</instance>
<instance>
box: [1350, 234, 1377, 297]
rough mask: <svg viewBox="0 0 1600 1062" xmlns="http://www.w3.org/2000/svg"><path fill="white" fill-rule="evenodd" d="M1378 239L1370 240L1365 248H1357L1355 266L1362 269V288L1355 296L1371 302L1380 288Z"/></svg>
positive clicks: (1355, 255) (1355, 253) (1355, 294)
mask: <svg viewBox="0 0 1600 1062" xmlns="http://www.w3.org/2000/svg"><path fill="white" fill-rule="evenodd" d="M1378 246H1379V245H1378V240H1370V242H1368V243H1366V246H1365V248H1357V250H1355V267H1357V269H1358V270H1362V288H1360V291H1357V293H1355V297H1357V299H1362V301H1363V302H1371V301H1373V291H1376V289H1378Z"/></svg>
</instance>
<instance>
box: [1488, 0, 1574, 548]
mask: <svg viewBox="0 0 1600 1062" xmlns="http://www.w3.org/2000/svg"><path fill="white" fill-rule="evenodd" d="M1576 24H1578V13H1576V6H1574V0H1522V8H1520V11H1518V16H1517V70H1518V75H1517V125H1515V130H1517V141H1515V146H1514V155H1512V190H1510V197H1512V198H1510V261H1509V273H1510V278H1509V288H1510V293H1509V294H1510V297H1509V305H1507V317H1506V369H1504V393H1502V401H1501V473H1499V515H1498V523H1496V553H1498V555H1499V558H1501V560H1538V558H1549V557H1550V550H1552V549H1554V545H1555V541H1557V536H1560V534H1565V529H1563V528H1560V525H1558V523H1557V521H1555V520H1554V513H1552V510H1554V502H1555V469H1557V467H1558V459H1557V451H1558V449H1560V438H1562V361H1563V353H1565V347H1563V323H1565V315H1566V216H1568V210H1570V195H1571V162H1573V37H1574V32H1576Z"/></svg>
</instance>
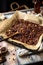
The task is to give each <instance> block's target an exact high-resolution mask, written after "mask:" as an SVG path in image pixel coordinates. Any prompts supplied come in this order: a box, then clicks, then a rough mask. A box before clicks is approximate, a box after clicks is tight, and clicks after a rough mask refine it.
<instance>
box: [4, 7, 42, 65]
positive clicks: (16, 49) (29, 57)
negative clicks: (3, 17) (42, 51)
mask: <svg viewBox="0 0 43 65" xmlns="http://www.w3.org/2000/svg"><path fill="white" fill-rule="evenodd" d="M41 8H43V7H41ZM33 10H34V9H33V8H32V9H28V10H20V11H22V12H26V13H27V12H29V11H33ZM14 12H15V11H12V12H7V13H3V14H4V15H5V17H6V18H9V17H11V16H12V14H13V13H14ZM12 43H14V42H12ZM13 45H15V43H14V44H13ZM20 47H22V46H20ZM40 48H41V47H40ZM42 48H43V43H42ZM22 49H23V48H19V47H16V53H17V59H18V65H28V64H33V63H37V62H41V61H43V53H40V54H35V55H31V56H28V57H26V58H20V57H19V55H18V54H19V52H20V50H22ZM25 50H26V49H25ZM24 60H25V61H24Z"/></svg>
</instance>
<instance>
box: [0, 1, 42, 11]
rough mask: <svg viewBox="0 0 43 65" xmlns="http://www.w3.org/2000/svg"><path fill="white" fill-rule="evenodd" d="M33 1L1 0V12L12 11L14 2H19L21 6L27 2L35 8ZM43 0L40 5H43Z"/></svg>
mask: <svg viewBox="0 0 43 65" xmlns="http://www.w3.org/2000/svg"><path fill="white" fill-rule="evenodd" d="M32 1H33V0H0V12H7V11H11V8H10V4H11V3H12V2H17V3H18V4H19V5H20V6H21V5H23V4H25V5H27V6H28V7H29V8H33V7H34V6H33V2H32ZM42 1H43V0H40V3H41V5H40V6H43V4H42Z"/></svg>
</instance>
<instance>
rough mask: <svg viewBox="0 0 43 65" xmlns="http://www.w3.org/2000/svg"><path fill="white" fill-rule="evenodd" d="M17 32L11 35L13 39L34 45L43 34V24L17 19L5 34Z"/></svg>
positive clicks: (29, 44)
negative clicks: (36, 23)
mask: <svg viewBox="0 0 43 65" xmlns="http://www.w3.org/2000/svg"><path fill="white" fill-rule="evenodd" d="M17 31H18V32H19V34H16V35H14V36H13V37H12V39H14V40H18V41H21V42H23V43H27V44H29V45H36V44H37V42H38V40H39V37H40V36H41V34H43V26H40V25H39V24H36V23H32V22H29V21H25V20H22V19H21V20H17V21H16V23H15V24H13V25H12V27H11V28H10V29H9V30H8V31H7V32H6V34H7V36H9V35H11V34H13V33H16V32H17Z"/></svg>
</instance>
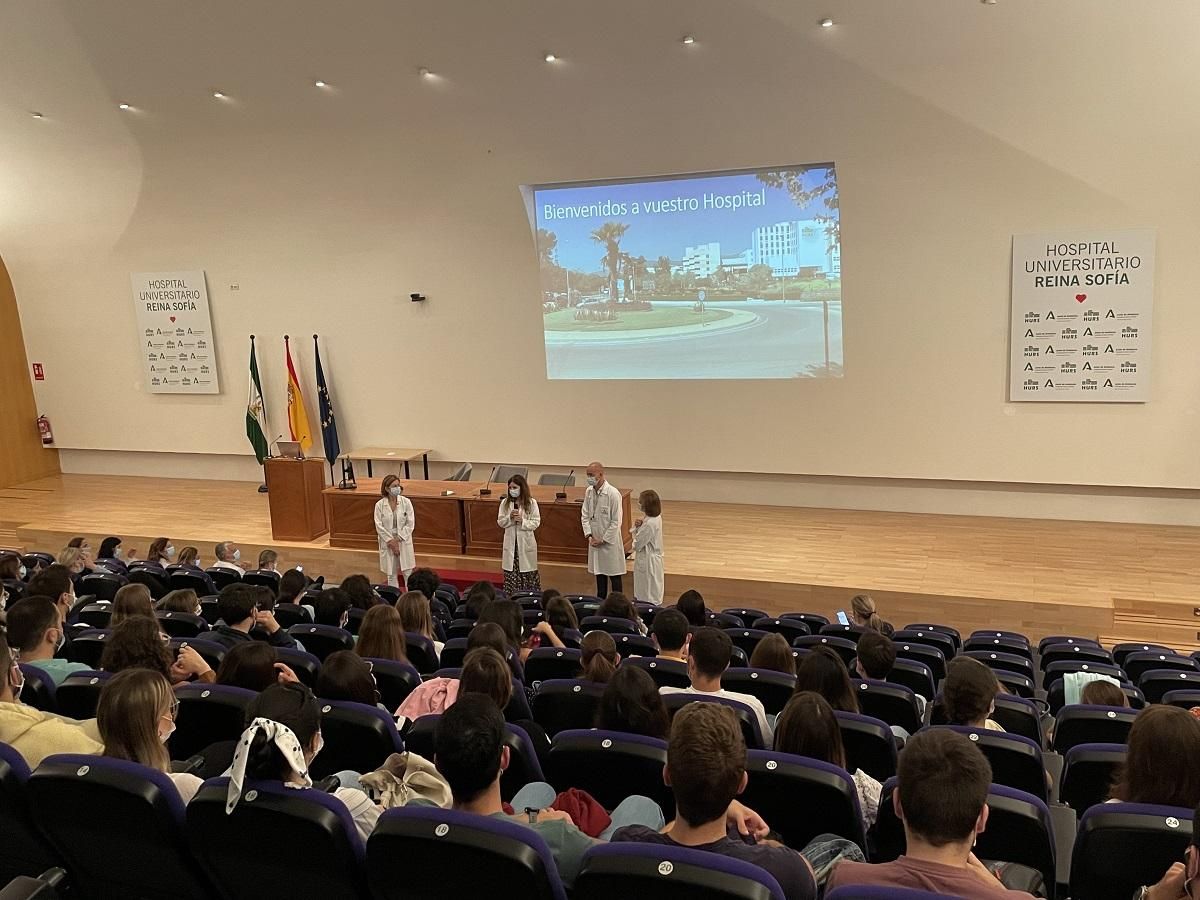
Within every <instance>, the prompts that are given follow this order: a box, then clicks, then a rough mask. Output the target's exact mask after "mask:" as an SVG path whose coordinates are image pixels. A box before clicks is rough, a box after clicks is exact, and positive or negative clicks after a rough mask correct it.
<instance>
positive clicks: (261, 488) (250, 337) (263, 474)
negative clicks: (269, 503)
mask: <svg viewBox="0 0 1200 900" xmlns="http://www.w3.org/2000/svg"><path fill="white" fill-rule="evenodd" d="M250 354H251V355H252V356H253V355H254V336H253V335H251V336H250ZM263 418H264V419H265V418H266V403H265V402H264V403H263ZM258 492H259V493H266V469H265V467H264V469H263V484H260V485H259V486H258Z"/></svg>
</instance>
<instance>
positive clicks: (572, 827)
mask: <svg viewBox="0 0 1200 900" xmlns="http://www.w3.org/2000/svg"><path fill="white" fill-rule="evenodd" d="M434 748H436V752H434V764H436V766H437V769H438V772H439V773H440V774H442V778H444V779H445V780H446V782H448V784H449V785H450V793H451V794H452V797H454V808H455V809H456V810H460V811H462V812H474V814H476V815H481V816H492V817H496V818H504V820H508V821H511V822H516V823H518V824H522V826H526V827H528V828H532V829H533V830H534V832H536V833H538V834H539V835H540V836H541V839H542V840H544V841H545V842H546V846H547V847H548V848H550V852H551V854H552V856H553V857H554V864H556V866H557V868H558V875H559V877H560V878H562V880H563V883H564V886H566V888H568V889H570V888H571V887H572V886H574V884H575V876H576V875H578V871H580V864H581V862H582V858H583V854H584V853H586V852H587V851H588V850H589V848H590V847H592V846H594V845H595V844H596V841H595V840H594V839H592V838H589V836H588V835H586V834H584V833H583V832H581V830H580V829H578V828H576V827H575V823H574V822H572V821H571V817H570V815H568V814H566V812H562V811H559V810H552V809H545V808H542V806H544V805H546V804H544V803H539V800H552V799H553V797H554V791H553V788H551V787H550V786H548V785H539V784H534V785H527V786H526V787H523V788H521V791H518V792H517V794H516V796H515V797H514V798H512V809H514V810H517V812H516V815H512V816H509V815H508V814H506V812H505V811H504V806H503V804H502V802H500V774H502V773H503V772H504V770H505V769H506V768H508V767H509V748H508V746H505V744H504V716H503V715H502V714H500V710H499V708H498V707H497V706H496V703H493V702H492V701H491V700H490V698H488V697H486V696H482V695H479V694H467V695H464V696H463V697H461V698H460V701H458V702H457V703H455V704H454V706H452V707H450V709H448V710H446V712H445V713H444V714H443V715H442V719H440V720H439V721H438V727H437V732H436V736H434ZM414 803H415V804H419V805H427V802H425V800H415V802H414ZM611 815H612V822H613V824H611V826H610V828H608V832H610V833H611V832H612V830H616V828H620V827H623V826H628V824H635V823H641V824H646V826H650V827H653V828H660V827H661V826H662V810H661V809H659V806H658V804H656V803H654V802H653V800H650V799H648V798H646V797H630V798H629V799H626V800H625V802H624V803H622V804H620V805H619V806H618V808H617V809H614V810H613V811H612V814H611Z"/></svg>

EXERCISE OBJECTIVE → Repeat each entry exactly as given; no pictures belong in the copy.

RESPONSE TO THIS EXERCISE →
</instance>
<instance>
box: [1350, 234, 1377, 297]
rough mask: <svg viewBox="0 0 1600 1062" xmlns="http://www.w3.org/2000/svg"><path fill="white" fill-rule="evenodd" d="M1378 239L1370 240L1365 248H1357L1355 266L1362 269V288L1355 296L1371 302L1380 288Z"/></svg>
positive clicks: (1355, 255) (1355, 253) (1355, 294)
mask: <svg viewBox="0 0 1600 1062" xmlns="http://www.w3.org/2000/svg"><path fill="white" fill-rule="evenodd" d="M1378 246H1379V245H1378V240H1370V242H1368V243H1366V246H1365V248H1357V250H1355V267H1357V269H1358V270H1362V288H1360V291H1357V293H1355V297H1357V299H1362V301H1363V302H1371V301H1373V291H1376V289H1378Z"/></svg>
</instance>
<instance>
box: [1488, 0, 1574, 548]
mask: <svg viewBox="0 0 1600 1062" xmlns="http://www.w3.org/2000/svg"><path fill="white" fill-rule="evenodd" d="M1576 24H1578V13H1576V6H1574V0H1522V8H1520V11H1518V16H1517V70H1518V75H1517V125H1515V130H1517V141H1515V146H1514V155H1512V190H1510V197H1512V198H1510V261H1509V273H1510V278H1509V288H1510V293H1509V294H1510V297H1509V305H1507V317H1506V369H1504V393H1502V401H1501V473H1499V515H1498V523H1496V553H1498V555H1499V558H1501V560H1538V558H1549V557H1550V550H1552V549H1554V545H1555V541H1557V536H1560V534H1565V529H1563V528H1560V525H1558V523H1557V521H1555V520H1554V513H1552V510H1554V502H1555V469H1557V467H1558V459H1557V451H1558V449H1560V438H1562V361H1563V353H1565V347H1563V323H1565V315H1566V216H1568V210H1570V195H1571V162H1573V37H1574V32H1576Z"/></svg>
</instance>
The task is to give each <instance> block's target an exact high-resolution mask, written after "mask:" as an SVG path in image pixel coordinates. Any prompts supplied come in this order: a box, then clicks, then a rough mask. A box before clicks is approximate, a box after clicks is tight, and clicks after a rough mask refine it.
<instance>
box: [4, 7, 42, 65]
positive clicks: (16, 49) (29, 57)
negative clicks: (3, 17) (42, 51)
mask: <svg viewBox="0 0 43 65" xmlns="http://www.w3.org/2000/svg"><path fill="white" fill-rule="evenodd" d="M41 8H43V7H41ZM33 10H34V9H33V8H32V9H28V10H20V11H22V12H26V13H27V12H29V11H33ZM14 12H15V11H12V12H7V13H3V14H4V15H5V17H6V18H9V17H11V16H12V14H13V13H14ZM12 43H14V42H12ZM13 45H15V43H14V44H13ZM20 47H22V46H20ZM40 48H41V47H40ZM42 48H43V43H42ZM22 49H23V48H19V47H16V53H17V59H18V65H28V64H33V63H37V62H41V61H43V53H40V54H35V55H31V56H28V57H26V58H20V57H19V55H18V54H19V52H20V50H22ZM25 50H26V49H25ZM24 60H25V61H24Z"/></svg>
</instance>
<instance>
box: [0, 1, 42, 11]
rough mask: <svg viewBox="0 0 43 65" xmlns="http://www.w3.org/2000/svg"><path fill="white" fill-rule="evenodd" d="M33 1L1 0V12L12 11L14 2H19L21 6L27 2L35 8ZM43 0L40 5H43Z"/></svg>
mask: <svg viewBox="0 0 43 65" xmlns="http://www.w3.org/2000/svg"><path fill="white" fill-rule="evenodd" d="M32 1H33V0H0V12H7V11H11V8H10V4H11V3H12V2H17V3H18V4H19V5H20V6H21V5H23V4H25V5H27V6H28V7H29V8H33V7H34V6H33V2H32ZM42 1H43V0H40V3H41V5H40V6H43V4H42Z"/></svg>
</instance>
<instance>
rough mask: <svg viewBox="0 0 43 65" xmlns="http://www.w3.org/2000/svg"><path fill="white" fill-rule="evenodd" d="M17 32L11 35L13 39L34 45L43 34V24L17 19L5 34Z"/></svg>
positive clicks: (29, 44)
negative clicks: (36, 23)
mask: <svg viewBox="0 0 43 65" xmlns="http://www.w3.org/2000/svg"><path fill="white" fill-rule="evenodd" d="M17 31H18V32H19V34H16V35H14V36H13V37H12V39H14V40H18V41H21V42H23V43H27V44H29V45H36V44H37V42H38V40H39V37H40V36H41V34H43V26H40V25H39V24H36V23H32V22H29V21H25V20H22V19H21V20H17V21H16V23H15V24H13V25H12V27H11V28H10V29H9V30H8V31H7V32H6V34H7V36H9V35H11V34H13V33H16V32H17Z"/></svg>
</instance>
Within every <instance>, the prompts that are given follow this order: a box, then clicks, then a rough mask. Output the target's exact mask after "mask:" as an SVG path whose coordinates are image pixels. A box before clicks is rough, a box after clicks is exact, and positive or negative clicks after a rough mask correct it.
<instance>
positive clicks: (261, 488) (250, 337) (263, 474)
negative clicks: (269, 503)
mask: <svg viewBox="0 0 1200 900" xmlns="http://www.w3.org/2000/svg"><path fill="white" fill-rule="evenodd" d="M250 354H251V355H252V356H253V355H254V336H253V335H251V336H250ZM263 418H264V419H265V418H266V403H265V402H264V403H263ZM258 492H259V493H266V469H265V467H264V469H263V484H260V485H259V486H258Z"/></svg>
</instance>
<instance>
positive clicks: (572, 827)
mask: <svg viewBox="0 0 1200 900" xmlns="http://www.w3.org/2000/svg"><path fill="white" fill-rule="evenodd" d="M434 748H436V752H434V764H436V766H437V769H438V772H439V773H440V774H442V778H444V779H445V780H446V782H448V784H449V785H450V793H451V794H452V797H454V808H455V809H456V810H460V811H462V812H474V814H476V815H481V816H492V817H496V818H504V820H508V821H511V822H516V823H518V824H522V826H526V827H528V828H532V829H533V830H534V832H536V833H538V834H539V835H540V836H541V839H542V840H544V841H545V842H546V846H547V847H548V848H550V852H551V854H552V856H553V857H554V864H556V866H557V868H558V875H559V877H560V878H562V880H563V883H564V886H566V888H568V889H570V888H571V887H572V886H574V884H575V876H576V875H578V871H580V864H581V862H582V858H583V854H584V853H586V852H587V851H588V850H589V848H590V847H592V846H594V845H595V844H596V841H595V840H594V839H592V838H589V836H588V835H586V834H584V833H583V832H581V830H580V829H578V828H576V827H575V823H574V822H572V821H571V817H570V815H568V814H566V812H562V811H559V810H552V809H545V808H542V806H544V805H546V804H544V803H539V800H552V799H553V797H554V791H553V788H551V787H550V786H548V785H539V784H534V785H527V786H526V787H523V788H521V791H518V792H517V794H516V796H515V797H514V798H512V809H514V810H517V812H516V815H512V816H509V815H508V814H506V812H505V811H504V806H503V804H502V802H500V774H502V773H503V772H504V770H505V769H506V768H508V767H509V748H508V746H505V744H504V716H503V715H502V714H500V710H499V708H498V707H497V706H496V703H493V702H492V701H491V700H490V698H488V697H486V696H482V695H479V694H467V695H464V696H463V697H461V698H460V701H458V702H457V703H455V704H454V706H452V707H450V709H448V710H446V712H445V713H444V714H443V715H442V719H440V720H439V721H438V727H437V732H436V736H434ZM414 803H415V804H419V805H427V802H425V800H415V802H414ZM611 815H612V822H613V824H611V826H610V828H608V832H610V833H611V832H612V830H616V828H620V827H623V826H628V824H635V823H641V824H646V826H650V827H653V828H660V827H661V826H662V810H661V809H659V806H658V804H656V803H654V802H653V800H650V799H648V798H646V797H630V798H629V799H626V800H625V802H624V803H622V804H620V805H619V806H618V808H617V809H614V810H613V811H612V814H611Z"/></svg>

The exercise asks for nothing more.